WHAT IS REQUIRED -
Could you repeat the records below exactly, leaving the pictures out?

Image-backed grounding data
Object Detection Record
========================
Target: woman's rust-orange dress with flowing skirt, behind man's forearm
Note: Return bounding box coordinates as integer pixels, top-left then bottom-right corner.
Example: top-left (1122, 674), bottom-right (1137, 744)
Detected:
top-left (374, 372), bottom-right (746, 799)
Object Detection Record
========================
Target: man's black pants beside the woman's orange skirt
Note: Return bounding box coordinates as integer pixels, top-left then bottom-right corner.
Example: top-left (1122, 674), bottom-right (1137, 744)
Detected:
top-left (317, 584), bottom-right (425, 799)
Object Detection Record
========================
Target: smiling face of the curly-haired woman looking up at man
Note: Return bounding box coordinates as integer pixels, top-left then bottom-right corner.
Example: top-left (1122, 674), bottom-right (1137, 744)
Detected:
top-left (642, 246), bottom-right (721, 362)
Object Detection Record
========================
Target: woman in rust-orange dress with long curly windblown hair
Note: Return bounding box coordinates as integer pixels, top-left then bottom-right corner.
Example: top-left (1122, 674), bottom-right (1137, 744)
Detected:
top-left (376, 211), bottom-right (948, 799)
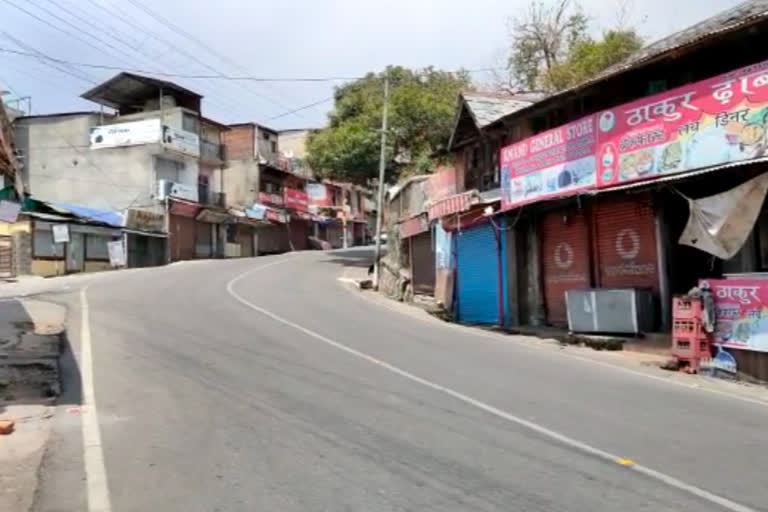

YOUR SOLUTION -
Object Detection Record
========================
Target: woman's rust-orange dress with flowing skirt, behind man's forearm
Note: Return bounding box coordinates as integer pixels, top-left then bottom-right corner.
Example: top-left (1122, 674), bottom-right (1137, 744)
Detected:
top-left (374, 372), bottom-right (746, 799)
Object Detection Record
========================
Target: man's black pants beside the woman's orange skirt
Note: Return bounding box coordinates as integer pixels, top-left then bottom-right corner.
Example: top-left (1122, 674), bottom-right (1137, 744)
Detected:
top-left (317, 584), bottom-right (425, 799)
Object Detection Record
========================
Target: smiling face of the curly-haired woman looking up at man
Note: Return bounding box coordinates as integer pixels, top-left then bottom-right corner.
Example: top-left (1122, 674), bottom-right (1137, 744)
Detected:
top-left (642, 246), bottom-right (721, 362)
Object Detection Record
========================
Target: woman in rust-orange dress with long curly windblown hair
Note: Return bounding box coordinates as integer pixels, top-left then bottom-right corner.
Example: top-left (1122, 674), bottom-right (1137, 744)
Detected:
top-left (376, 211), bottom-right (948, 799)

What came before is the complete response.